(Listing of named objects with pointed locations)
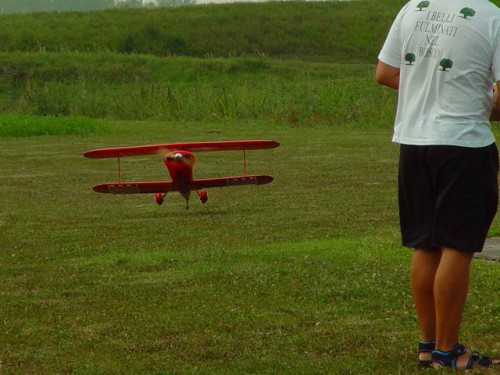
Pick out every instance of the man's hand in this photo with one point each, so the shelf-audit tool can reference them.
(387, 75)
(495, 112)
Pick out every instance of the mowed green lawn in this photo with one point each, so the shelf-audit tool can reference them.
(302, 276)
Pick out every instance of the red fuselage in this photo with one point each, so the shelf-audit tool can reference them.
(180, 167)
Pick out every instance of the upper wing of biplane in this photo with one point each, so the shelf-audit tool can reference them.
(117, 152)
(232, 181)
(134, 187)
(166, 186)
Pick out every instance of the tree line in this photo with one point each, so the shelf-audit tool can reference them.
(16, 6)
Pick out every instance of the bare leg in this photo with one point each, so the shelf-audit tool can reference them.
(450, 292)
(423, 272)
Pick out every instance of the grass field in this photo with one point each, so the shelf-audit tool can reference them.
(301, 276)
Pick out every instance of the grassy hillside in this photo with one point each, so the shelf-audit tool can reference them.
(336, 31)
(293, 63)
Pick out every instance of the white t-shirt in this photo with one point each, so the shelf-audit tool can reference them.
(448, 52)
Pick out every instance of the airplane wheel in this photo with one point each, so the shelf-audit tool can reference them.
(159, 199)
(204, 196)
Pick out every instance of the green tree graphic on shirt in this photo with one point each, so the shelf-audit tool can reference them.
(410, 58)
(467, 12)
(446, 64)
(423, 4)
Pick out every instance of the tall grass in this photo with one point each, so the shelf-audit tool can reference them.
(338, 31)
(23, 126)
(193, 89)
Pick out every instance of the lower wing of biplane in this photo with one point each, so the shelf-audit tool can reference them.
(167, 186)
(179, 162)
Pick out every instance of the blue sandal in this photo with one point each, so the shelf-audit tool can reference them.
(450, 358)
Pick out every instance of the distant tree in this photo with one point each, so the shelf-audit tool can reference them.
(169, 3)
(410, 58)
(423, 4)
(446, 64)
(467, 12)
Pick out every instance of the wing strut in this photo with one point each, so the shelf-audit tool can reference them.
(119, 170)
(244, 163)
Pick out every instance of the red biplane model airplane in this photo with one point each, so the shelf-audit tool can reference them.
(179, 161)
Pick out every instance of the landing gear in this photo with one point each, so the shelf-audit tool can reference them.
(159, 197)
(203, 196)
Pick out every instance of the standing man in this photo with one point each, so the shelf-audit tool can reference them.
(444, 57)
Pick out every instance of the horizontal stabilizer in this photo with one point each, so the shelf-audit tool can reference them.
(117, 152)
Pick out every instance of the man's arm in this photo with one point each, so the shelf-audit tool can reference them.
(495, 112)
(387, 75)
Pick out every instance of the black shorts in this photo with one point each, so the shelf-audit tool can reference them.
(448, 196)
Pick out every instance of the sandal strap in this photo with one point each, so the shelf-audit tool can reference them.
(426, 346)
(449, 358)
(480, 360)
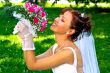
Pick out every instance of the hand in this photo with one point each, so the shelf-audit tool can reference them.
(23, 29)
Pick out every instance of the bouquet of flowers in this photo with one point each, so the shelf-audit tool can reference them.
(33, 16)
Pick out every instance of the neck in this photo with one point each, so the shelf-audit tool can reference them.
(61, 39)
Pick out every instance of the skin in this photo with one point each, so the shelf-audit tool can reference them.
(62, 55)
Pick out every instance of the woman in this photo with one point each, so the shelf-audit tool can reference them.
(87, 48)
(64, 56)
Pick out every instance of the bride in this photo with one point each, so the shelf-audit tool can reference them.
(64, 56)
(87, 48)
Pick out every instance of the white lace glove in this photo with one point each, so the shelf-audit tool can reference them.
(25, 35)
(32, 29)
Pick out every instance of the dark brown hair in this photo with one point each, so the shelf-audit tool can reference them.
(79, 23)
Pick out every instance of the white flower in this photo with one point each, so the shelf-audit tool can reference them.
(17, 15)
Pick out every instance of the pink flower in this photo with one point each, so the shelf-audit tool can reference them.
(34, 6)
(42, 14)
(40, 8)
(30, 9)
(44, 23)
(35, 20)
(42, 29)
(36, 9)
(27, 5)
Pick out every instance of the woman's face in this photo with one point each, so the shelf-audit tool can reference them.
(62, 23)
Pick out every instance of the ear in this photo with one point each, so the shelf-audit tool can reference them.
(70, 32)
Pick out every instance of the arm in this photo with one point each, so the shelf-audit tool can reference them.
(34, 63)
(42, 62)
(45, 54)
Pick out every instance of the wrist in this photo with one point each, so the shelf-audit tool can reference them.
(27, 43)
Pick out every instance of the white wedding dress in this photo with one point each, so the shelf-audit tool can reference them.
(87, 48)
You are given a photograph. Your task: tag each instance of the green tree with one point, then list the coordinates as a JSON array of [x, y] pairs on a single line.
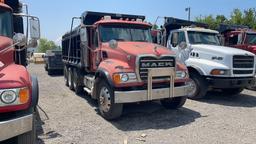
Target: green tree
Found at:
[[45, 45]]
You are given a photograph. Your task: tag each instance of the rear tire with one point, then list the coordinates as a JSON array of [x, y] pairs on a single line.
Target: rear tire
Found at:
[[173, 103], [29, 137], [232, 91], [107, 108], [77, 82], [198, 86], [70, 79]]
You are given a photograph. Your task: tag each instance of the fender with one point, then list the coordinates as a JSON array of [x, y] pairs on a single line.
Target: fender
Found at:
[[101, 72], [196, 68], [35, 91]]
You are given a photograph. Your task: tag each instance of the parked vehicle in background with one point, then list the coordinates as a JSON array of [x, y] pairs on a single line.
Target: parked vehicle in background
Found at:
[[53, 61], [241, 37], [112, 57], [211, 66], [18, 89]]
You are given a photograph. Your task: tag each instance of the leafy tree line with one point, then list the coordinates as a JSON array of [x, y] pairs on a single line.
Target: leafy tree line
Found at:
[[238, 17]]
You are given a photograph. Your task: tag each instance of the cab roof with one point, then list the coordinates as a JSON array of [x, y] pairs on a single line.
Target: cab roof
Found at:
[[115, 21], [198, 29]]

• [TO DO]:
Reproduce the listing above word for word, omitting the pictures.

• [TASK OUTPUT]:
Pick out every instance of the man's hand in this photo with one point each, so the shelf-audit tool can reference them.
(387, 75)
(495, 112)
Pick out every instance of the mowed green lawn in this photo with one point each, so the shelf-audit tool can reference them.
(302, 276)
Pick out every instance of the red fuselage in this photo with one point each, so the shelf-audit tool can reference them.
(180, 167)
Pick out every instance of the upper wing of biplane in this photo with one point each, so the shelf-audit tool can reference them.
(117, 152)
(232, 181)
(134, 187)
(166, 186)
Pick out every instance of the tree line in this photo with one point each, so the shelf-audit tool can reference them.
(16, 6)
Pick out every instance of the bare leg in this photo with one point each, so the shelf-audit tool can reference them.
(450, 292)
(423, 272)
Pick out every instance of the grass field in this photo with one point each, so the shelf-audit tool can reference them.
(301, 276)
Pick out every instance of the grassy hillside in this photo with one point each, so the shelf-audit tool can reference them.
(336, 31)
(293, 63)
Pick out every instance of the white t-shirt in this photo with one point each, so the shelf-audit tool can reference them.
(448, 52)
Pick out every instance of the airplane wheel in this photo with one point each, so the shelf-audit tool can reference them.
(159, 199)
(204, 196)
Pick out every instance of the green tree graphic on shirt in this photo with one point each, so the shelf-audit tool can reference them.
(410, 58)
(467, 12)
(446, 64)
(423, 4)
Pick out every instance of the tall grass in this photo with one point each, so the shelf-audit tool can reference them.
(338, 31)
(23, 126)
(193, 89)
Pick out every instance of the lower wing of biplane in this photo with one point each, so the shelf-audit tool can reference them.
(167, 186)
(179, 162)
Pick out every instance of the blue sandal in this photo with one point each, so the shelf-audit tool can reference them.
(450, 358)
Pick out every instance of the distant tree in this photo with one point each, so the shelf-audit tool can reference them.
(169, 3)
(410, 58)
(423, 4)
(446, 64)
(467, 12)
Pick out every instance of the wing strut in this photo with one point each, so the shelf-audit tool can reference them.
(119, 170)
(244, 163)
Pick out every instance of the red biplane model airplane in this photo with one point each, so the shelf-audit tool can reference them.
(179, 161)
Pick out every instance of the landing gear in this photo with one point each, so the shelf-audit tool can reference them.
(159, 197)
(203, 196)
Pick out every instance of the standing man in this photo with one point each, so the shelf-audit tool can reference them.
(444, 57)
Pick out every instance of the horizontal stabilizer in this photo with one point each, so the shelf-audit tool can reference them.
(117, 152)
Pick out every instance of the man's arm in this photo with one point each, so the shelf-audit tool can reference them.
(495, 112)
(387, 75)
Pick out every instance of the black shorts in this photo with one point each, so the shelf-audit tool can reference them.
(448, 196)
Pick out every instance of the sandal strap in this photo with one point each, so the shelf-audit tool can reference them.
(426, 346)
(449, 358)
(480, 360)
Pick out every instance of the hand in this photo with one point each, so the shelf-audit tool can reference them.
(23, 29)
Pick out every instance of the bouquet of flowers in this photo with one point each, so the shelf-audit tool can reference them.
(33, 16)
Pick out every instance of the neck in this photo with one point each, so the shelf-audit tool can reference them.
(61, 39)
Pick out every instance of the skin in this photo with one point each, so the shelf-audit tool can reference them.
(62, 55)
Pick out every instance of the woman in this photo with one point each, so the shelf-audit tool can reference them.
(87, 48)
(64, 56)
Pick out every instance of the bride in this photo with one point each, so the shelf-audit tool can reference them.
(64, 56)
(87, 48)
Pick out every instance of the white lace glove in this photo with one point each, so the shelf-audit tool can reference them.
(25, 35)
(32, 29)
Pick out every instance of the dark brown hair in this photo with one point each, so the shelf-audit tool can reference them.
(79, 23)
Pick out every instance of the white flower in this photo with one point each, so the shelf-audit tool can reference them.
(17, 15)
Pick out every instance of the pink flower in this photo with one point each, so the shelf-audit tool can reference them.
(34, 6)
(42, 14)
(40, 8)
(30, 9)
(44, 23)
(35, 20)
(42, 29)
(36, 9)
(27, 5)
Pick out every instance of the woman's face in this photo with one point each, so the shelf-audit tool can reference them.
(62, 23)
Pick out every instance of the ear in this photo with one point each, so the shelf-audit tool can reference them.
(70, 32)
Pick out every instance of the arm in this photo with one point each, so the shelf-audit tool can reference them.
(34, 63)
(42, 62)
(45, 54)
Pick out every instance of the wrist in this photo with one point each, so the shelf-audit tool can reference them.
(27, 43)
Pick out every instance of the white wedding dress in this photo with one point each, so the shelf-audit tool can reference them.
(87, 48)
You are given a photograph. Your task: tag each instance of the green tree with one point, then list the coordinates as a JSON array of [x, y] pairs on a single line.
Target: green tree
Found at:
[[45, 45]]
You are given a photograph. Your task: tag each instance of the rear tire with one point, then list the coordinates as a JSON array of [x, y] pairs on a single line.
Target: rear tire
Found at:
[[173, 103], [29, 137], [232, 91], [107, 108], [77, 82], [198, 86], [70, 79]]
You are given a photograph. Your task: tag each instance of the fender with one point, then list the coordinates as a JSON array of [x, y] pairs on a single line.
Target: fender
Found at:
[[101, 72], [196, 68], [35, 91]]
You are given a photograph. Your task: tag each instance of the parked vehicle in background with one point, then list the coordinates as a JSON array of [x, y] pairs on a single line.
Target: parked vehicle in background
Found at:
[[53, 61], [241, 37], [112, 57], [211, 66], [18, 89]]
You are given a photograph. Your task: tag each instance of the leafy tree line with one point, then list the coordinates as a JSON array of [x, y] pairs on a single line.
Target: leafy tree line
Found at:
[[238, 17]]
You are given a photograph. Your task: tag each instance of the cab roof with one point, then list the coordinates as a JSON array of [x, y] pairs on a single line.
Target: cab roof
Found at:
[[115, 21], [198, 29]]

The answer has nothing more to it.